-- What is needed --
Could you reproduce every one of the rows below word for word, in the same order?

-- Source data --

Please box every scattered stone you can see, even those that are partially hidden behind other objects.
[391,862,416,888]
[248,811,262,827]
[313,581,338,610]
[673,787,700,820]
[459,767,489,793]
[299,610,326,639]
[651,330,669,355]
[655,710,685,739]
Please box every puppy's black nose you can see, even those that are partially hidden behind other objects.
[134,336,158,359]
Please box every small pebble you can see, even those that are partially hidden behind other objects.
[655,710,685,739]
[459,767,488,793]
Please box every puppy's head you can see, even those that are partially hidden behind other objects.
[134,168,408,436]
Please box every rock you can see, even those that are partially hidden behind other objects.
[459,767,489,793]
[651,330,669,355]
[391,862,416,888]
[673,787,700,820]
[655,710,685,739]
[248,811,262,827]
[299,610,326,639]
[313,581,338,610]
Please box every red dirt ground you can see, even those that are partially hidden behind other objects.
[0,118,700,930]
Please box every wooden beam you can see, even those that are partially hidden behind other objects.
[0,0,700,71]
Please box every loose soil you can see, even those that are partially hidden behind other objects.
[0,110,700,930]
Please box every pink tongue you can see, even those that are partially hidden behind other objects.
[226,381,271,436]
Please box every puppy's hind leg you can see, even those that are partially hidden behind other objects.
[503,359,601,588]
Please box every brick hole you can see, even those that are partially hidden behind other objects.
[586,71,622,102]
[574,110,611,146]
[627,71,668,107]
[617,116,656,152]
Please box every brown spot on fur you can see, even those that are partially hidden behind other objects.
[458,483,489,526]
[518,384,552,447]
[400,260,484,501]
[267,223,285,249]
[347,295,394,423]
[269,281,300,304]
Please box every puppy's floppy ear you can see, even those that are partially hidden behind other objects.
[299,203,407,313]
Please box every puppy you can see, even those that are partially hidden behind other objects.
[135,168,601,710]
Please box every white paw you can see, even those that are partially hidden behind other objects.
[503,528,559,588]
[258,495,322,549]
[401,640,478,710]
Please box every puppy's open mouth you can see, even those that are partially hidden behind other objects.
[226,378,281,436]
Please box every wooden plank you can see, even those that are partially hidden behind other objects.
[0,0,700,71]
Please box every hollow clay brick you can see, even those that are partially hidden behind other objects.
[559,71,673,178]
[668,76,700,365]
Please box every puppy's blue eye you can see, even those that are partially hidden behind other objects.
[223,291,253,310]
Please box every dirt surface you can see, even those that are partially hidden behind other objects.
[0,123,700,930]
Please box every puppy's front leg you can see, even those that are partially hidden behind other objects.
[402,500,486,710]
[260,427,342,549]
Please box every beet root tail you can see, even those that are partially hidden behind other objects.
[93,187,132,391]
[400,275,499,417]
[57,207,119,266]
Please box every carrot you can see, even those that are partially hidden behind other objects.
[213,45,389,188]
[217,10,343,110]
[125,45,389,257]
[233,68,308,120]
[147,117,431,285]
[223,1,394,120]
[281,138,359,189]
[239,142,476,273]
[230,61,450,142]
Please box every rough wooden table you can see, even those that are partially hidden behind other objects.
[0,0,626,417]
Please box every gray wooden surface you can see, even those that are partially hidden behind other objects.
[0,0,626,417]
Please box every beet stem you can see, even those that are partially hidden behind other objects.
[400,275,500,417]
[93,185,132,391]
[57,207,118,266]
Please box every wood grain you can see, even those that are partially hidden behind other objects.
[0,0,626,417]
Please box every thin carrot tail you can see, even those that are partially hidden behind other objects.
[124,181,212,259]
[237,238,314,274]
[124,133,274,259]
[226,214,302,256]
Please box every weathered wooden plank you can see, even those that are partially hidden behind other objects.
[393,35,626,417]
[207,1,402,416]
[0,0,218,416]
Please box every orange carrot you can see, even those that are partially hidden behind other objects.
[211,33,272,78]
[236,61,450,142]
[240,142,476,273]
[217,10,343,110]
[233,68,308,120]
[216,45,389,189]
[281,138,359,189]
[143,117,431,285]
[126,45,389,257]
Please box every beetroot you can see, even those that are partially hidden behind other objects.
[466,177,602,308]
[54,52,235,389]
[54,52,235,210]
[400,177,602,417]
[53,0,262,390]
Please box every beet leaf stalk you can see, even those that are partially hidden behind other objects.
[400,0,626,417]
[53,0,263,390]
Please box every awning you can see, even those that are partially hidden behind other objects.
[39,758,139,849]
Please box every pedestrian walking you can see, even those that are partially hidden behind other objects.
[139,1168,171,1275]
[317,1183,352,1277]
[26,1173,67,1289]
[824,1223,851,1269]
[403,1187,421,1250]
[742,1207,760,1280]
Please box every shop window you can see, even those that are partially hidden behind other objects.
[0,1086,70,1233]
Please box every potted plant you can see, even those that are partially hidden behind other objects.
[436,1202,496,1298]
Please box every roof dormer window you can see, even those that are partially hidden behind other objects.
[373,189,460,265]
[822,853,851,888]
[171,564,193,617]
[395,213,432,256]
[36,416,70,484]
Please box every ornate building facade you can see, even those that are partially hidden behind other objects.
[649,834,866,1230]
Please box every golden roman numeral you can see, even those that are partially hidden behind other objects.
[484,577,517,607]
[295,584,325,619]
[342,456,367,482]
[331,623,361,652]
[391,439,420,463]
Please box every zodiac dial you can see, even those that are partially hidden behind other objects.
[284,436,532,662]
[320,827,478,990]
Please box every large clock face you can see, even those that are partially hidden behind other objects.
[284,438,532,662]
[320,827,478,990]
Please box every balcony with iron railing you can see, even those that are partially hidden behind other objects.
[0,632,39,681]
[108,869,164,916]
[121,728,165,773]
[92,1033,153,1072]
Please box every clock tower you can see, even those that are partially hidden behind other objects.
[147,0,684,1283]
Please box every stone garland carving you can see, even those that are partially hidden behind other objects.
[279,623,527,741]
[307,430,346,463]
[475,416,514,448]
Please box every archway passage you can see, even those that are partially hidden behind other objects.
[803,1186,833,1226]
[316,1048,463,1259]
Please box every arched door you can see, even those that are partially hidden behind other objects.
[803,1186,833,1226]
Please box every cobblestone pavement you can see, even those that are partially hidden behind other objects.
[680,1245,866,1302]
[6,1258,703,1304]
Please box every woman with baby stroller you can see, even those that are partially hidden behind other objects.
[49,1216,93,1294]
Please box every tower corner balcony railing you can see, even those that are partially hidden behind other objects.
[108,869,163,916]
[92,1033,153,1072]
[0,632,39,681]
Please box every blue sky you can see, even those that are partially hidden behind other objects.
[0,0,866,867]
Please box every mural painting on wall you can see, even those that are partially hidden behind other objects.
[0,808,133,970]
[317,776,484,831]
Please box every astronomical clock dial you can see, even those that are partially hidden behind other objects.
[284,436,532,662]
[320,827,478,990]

-- Output of the exercise --
Please box every scattered stone you can see, even those that are partially hidden behind other objects.
[391,862,416,888]
[248,811,262,827]
[313,581,338,610]
[673,787,700,820]
[459,767,489,793]
[299,610,326,639]
[651,330,669,355]
[655,710,685,739]
Please box every puppy's black nose you can see, even those that are partially hidden behind other objects.
[134,336,158,359]
Please box every small pebble you can see, even those that are partially hidden behind other objects.
[655,710,685,739]
[459,767,488,793]
Please box every puppy's head you can see, even those that are partially hidden behind other objects.
[134,168,408,436]
Please box every rock you can see, even those that are partially hidden behind other objects.
[459,767,489,793]
[651,330,669,355]
[391,862,416,888]
[673,787,700,820]
[655,710,685,739]
[248,811,262,827]
[299,610,326,639]
[313,581,338,610]
Please box every red dirt ground you can see, even those that are partially hidden behind other objects.
[0,118,700,930]
Please box every wooden beam you can see, even those that are partially hidden behind other objects.
[0,0,700,71]
Please box every loose soil you can see, even those that are partially hidden behind other objects.
[0,110,700,930]
Please box every pink tongue you can see, even those that are partially hidden behind other objects.
[226,381,271,436]
Please box every puppy's hind leg you can see, even those that are partially hidden behind other objects.
[503,359,601,588]
Please box every brick hole you can see, even those that are partially hidden behind other objects.
[586,71,622,102]
[574,110,611,146]
[627,71,668,107]
[617,116,656,152]
Please box every brown spot on fur you can see, even those that are partially hidden behind other objects.
[458,483,489,526]
[518,384,552,447]
[400,260,484,501]
[267,223,285,249]
[347,295,394,423]
[269,281,300,304]
Please box every puppy's floppy ear you can see, even those that are partially hidden behind other objects.
[299,203,407,313]
Please box every puppy you can see, even those that are partially hidden behind other objects.
[135,168,601,710]
Please box every white paw you can see, even those that are partially hidden behind other objects.
[503,528,559,588]
[258,495,322,549]
[401,640,478,710]
Please box every puppy's open mouth you can see, even those that are partially hidden behind other objects.
[226,378,281,436]
Please box every wooden plank you can see, even those that are partially hidden behind other objects.
[0,0,700,71]
Please box every hollow clay brick you can see, even those that are partially hidden behind other objects.
[559,71,673,178]
[668,76,700,365]
Please box every puppy's blue eye you can see, even those that are partially hidden behind other objects.
[223,291,253,310]
Please box every dirt surface you can see, even those that are partially hidden behind other objects.
[0,123,700,930]
Please box every puppy's front leg you can see, even those that are partially hidden behind other objects.
[402,500,486,710]
[260,427,342,549]
Please box every beet root tail you can see, even those that are partially hidden behind other objects.
[93,187,132,391]
[400,275,499,417]
[57,207,119,266]
Please box every carrot you can see, even those that are partially hidden behind other objects.
[213,45,389,188]
[217,10,343,110]
[125,45,389,257]
[233,68,308,120]
[147,117,431,285]
[223,1,394,120]
[281,138,359,189]
[239,142,476,273]
[230,61,450,142]
Please box every rough wooden table you can see, even those that are partially hidden behind other objects.
[0,0,626,417]
Please box every gray wooden surface you can see, even those that are partially hidden behind other objects.
[0,0,626,417]
Please box every beet stem you can see, even those that are partially hidden behind other objects.
[400,275,500,417]
[93,185,132,391]
[57,207,118,266]
Please box every wood grain you can see, even those that are partially hidden behind other objects.
[0,0,626,417]
Please box every thin carrot tail you can see, even those that are partially hidden behind other objects.
[124,181,212,259]
[237,238,314,274]
[124,133,274,259]
[226,214,302,256]
Please box every weathered wooden plank you can see, even those that are partially hidden behind other objects.
[393,35,626,417]
[207,1,402,416]
[0,0,218,416]
Please box every orange carrot you can see, even those that are partially hidden behind other objects.
[211,33,272,78]
[236,61,450,142]
[240,142,476,273]
[217,10,343,110]
[233,68,308,120]
[216,45,389,189]
[281,138,359,189]
[143,117,431,285]
[126,45,389,257]
Please box every beetroot you can see, even those that are partially hidden behind other objects.
[466,177,602,308]
[54,52,235,389]
[54,52,235,210]
[400,177,602,417]
[53,0,262,390]
Please box every beet leaf stalk you can see, even those that are partially hidden behind other objects.
[400,0,626,417]
[53,0,263,390]
Please box every awning you can see, even those that are partially hidden behind other objects.
[39,758,139,849]
Please box every pedestrian walking you can see, even those that are partially hidden behind other objects.
[139,1168,171,1275]
[317,1183,352,1277]
[26,1173,67,1289]
[824,1223,851,1269]
[403,1187,421,1250]
[742,1207,760,1280]
Please box every shop window you can see, even those that are partially hidden behind other objects.
[0,1086,70,1233]
Please box every potted plant you can see, even those that are partially hidden behind other objects.
[436,1202,496,1298]
Please box every roof dormer window you can see, even those that are partially hidden behind other objects.
[373,189,460,265]
[822,853,851,888]
[171,564,193,617]
[395,213,432,256]
[36,416,70,484]
Please box every ornate building facade you can see, even those that are partially hidden behind other objects.
[649,834,866,1230]
Please box every golden roman numeral you can see, even those that are partially hidden behind other objects.
[484,577,517,607]
[295,584,325,619]
[342,456,367,482]
[331,623,361,652]
[391,439,420,463]
Please box every zodiac dial you can see, even those that are partially hidden behind other objects.
[284,436,532,662]
[320,827,478,990]
Please box every large clock face you can see, even those that are partially hidden behind other objects.
[284,438,532,662]
[320,827,478,990]
Please box every balcony with iron railing you can see, even those that are partially hidden behind other objects.
[0,632,39,681]
[108,869,164,916]
[121,728,165,773]
[92,1033,153,1072]
Please box every clock tower you can see, even those that are partially hidden behind other objects.
[147,0,684,1283]
Please box every stone garland carving you can see, even those that are partially hidden behind other objects.
[279,623,527,741]
[307,430,346,463]
[475,416,514,448]
Please box every archway passage you can see, even those that are partially hidden behind other objects.
[803,1186,833,1226]
[316,1048,463,1259]
Please box every arched door you can see, even those that are partially hidden behind other objects.
[803,1186,833,1226]
Please box every cobblestone pavement you can see, even those that are partially hidden behind other objects.
[680,1245,866,1302]
[6,1258,703,1304]
Please box every woman with baby stroller you can see, even those that are partially hidden behind other objects.
[49,1216,93,1294]
Please box every tower corner balcony railing you can see, even those that are partially hidden behind other objects.
[108,869,163,916]
[92,1033,153,1072]
[0,632,39,681]
Please box every blue sky you can see, even those that are partially hidden behind other objects.
[0,0,866,867]
Please box every mural painting on wall you can see, even those that are partially hidden behind other objects.
[0,808,133,970]
[317,776,484,831]
Please box every astronomical clock dial you can see, even those that are partially hidden behind other objects.
[284,436,532,662]
[320,827,478,990]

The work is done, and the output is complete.